# WHAT NEEDS TO BE DONE:
Find each line below containing the word "woman" and copy it.

Natural language region descriptions:
+---+
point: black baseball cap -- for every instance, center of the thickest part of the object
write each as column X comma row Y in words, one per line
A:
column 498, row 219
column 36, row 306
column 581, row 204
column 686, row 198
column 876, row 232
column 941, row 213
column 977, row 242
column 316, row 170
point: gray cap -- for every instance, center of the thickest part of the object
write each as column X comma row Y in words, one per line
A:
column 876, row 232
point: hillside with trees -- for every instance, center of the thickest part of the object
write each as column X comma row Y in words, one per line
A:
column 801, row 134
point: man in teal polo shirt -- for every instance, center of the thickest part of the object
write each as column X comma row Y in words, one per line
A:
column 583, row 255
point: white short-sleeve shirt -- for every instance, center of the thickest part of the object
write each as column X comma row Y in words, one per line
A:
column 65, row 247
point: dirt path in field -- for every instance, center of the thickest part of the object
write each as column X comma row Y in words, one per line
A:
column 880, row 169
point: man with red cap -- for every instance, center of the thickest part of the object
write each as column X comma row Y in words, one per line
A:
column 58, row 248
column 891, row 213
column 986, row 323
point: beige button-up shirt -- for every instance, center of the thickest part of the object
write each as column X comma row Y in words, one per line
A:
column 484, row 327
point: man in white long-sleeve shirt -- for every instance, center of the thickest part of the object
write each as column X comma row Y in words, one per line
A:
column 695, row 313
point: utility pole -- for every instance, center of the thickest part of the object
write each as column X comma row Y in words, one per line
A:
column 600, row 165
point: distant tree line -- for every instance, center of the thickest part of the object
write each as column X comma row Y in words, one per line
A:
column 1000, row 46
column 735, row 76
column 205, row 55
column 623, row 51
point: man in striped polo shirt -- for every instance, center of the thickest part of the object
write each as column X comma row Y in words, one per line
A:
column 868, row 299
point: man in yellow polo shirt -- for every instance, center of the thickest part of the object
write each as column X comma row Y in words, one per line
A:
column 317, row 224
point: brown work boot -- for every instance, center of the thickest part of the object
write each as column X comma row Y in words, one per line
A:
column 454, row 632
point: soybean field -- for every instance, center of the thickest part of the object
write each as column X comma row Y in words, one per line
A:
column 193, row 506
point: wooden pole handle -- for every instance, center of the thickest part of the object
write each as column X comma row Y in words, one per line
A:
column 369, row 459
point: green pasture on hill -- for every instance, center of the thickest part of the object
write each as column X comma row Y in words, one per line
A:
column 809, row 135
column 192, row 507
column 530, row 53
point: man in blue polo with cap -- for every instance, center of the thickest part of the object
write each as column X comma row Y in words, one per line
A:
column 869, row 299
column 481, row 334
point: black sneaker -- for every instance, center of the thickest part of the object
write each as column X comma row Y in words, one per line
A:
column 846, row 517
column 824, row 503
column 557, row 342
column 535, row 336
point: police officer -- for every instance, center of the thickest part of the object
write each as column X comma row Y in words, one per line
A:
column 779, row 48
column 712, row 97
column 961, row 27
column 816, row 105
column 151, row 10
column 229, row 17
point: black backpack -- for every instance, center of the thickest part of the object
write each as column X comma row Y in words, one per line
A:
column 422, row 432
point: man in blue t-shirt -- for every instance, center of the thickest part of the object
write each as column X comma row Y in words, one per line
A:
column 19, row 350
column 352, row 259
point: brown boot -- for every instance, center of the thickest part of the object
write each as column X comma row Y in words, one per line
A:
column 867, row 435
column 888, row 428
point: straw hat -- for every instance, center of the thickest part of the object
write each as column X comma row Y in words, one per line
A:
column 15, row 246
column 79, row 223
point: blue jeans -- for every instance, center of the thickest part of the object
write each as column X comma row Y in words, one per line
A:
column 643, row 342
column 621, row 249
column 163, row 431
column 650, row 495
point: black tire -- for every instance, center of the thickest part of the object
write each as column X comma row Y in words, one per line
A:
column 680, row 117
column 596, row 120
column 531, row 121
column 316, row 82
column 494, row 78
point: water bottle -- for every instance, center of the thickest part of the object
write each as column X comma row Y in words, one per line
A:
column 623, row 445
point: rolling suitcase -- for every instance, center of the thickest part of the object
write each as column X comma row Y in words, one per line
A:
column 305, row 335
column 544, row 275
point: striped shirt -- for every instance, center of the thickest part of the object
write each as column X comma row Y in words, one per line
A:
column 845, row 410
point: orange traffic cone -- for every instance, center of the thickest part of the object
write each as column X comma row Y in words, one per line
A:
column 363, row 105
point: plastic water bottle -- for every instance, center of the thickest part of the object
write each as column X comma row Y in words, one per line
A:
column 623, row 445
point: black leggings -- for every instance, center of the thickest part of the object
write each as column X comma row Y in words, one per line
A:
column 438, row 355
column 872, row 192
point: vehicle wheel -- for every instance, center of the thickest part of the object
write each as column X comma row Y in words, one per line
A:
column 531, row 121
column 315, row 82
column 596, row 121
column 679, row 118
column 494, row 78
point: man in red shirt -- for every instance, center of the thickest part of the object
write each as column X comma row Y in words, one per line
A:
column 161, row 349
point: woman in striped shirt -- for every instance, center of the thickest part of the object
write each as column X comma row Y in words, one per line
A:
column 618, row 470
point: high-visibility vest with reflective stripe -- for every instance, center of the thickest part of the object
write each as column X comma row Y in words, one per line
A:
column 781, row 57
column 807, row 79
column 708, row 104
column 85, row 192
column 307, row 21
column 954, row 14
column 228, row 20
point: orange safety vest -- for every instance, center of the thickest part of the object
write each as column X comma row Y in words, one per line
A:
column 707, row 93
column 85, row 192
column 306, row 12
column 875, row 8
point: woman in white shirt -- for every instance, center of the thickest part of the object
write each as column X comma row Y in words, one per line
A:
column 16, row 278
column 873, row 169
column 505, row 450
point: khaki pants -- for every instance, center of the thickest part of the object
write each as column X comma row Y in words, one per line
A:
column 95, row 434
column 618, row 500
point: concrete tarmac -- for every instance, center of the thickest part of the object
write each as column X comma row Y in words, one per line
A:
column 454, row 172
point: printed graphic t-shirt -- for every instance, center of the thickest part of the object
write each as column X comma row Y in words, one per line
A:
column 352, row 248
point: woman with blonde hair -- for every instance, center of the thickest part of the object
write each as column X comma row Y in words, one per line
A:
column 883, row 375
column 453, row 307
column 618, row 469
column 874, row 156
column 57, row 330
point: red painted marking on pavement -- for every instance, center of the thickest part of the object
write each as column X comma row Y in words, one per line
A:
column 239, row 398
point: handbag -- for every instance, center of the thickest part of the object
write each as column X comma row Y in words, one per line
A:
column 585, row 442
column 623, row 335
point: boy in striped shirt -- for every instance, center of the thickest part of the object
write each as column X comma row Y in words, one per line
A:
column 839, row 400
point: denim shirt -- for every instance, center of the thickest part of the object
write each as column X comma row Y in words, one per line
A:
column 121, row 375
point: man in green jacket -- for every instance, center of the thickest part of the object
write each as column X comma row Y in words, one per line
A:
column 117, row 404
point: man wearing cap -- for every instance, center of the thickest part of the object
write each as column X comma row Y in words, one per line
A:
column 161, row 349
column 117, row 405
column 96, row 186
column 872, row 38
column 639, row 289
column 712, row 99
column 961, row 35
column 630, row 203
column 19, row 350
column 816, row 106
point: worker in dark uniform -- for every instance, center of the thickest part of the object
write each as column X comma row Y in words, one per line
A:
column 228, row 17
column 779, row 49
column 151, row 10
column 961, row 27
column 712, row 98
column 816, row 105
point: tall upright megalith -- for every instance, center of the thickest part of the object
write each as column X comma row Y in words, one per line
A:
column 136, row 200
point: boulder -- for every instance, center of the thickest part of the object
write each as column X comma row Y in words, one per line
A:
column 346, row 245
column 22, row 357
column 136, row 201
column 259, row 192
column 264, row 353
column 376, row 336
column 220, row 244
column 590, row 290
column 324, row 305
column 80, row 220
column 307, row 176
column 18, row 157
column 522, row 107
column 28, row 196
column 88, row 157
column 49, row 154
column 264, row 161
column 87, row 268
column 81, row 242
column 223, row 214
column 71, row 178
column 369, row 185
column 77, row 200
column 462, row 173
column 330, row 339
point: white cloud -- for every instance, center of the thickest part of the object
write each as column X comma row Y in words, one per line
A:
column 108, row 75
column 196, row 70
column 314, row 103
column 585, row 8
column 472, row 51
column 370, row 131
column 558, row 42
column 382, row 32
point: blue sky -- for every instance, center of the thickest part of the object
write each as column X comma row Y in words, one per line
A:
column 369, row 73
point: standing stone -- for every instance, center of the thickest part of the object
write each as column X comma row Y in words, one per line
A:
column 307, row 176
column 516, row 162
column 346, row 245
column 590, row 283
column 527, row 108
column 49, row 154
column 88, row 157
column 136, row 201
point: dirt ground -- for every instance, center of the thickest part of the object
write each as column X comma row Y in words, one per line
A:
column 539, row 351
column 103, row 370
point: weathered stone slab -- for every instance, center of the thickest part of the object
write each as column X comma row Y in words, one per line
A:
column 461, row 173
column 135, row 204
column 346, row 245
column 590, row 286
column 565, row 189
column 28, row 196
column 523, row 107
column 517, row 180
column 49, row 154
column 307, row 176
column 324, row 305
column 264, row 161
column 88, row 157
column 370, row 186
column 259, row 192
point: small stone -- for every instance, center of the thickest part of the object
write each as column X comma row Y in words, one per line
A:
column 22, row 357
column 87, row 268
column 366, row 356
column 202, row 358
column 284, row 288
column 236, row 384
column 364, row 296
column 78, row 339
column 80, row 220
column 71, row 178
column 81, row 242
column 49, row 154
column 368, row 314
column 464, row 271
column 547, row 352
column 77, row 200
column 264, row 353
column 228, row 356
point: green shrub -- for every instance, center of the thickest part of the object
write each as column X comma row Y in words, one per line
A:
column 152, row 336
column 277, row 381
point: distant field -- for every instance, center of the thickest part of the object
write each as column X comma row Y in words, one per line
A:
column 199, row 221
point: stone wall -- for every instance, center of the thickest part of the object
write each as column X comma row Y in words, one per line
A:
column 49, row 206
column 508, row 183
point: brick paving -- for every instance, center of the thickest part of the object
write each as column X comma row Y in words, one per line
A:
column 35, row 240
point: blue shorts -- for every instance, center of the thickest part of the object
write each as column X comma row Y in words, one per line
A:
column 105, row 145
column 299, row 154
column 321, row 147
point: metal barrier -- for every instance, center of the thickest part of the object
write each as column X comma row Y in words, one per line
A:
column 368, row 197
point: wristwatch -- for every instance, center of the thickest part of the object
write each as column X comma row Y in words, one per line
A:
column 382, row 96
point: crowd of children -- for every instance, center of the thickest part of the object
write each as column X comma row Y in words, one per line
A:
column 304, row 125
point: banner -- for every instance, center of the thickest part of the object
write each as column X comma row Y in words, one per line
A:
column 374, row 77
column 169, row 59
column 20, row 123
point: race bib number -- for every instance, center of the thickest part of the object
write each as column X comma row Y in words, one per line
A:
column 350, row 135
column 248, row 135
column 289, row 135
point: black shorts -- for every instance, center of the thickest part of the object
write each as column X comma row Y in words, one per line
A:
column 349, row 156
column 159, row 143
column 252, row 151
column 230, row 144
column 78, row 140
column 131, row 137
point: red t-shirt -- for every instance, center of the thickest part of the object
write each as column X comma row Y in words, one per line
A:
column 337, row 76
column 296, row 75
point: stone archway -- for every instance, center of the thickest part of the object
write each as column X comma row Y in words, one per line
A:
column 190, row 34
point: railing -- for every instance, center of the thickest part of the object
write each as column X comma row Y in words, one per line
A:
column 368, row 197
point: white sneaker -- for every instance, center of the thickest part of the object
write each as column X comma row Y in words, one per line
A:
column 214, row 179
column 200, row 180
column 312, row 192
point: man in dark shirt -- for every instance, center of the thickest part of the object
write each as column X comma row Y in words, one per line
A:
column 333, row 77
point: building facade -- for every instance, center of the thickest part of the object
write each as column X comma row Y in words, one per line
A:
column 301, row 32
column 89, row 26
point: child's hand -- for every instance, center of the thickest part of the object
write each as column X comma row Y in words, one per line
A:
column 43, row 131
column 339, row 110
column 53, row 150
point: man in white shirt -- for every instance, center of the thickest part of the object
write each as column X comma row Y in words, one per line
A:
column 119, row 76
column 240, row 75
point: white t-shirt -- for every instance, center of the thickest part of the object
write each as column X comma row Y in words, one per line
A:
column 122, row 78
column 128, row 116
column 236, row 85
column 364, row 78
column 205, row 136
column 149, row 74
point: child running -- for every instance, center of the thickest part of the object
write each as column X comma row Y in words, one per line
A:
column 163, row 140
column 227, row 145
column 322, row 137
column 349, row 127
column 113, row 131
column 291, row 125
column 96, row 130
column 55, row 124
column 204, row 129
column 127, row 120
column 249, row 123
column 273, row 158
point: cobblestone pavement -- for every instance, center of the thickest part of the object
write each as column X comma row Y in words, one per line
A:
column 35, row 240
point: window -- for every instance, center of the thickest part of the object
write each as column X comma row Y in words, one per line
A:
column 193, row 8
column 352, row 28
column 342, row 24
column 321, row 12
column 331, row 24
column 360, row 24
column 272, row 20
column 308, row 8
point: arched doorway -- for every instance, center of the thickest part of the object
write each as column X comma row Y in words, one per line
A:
+---+
# ANSWER FOR THE TASK:
point: woman in striped shirt -- for every instance, center of the thickest part of the object
point: woman in white shirt -- for every instance, center of the thickest part of the object
point: woman with blonde hair -- for every instance, center of the thickest part of the object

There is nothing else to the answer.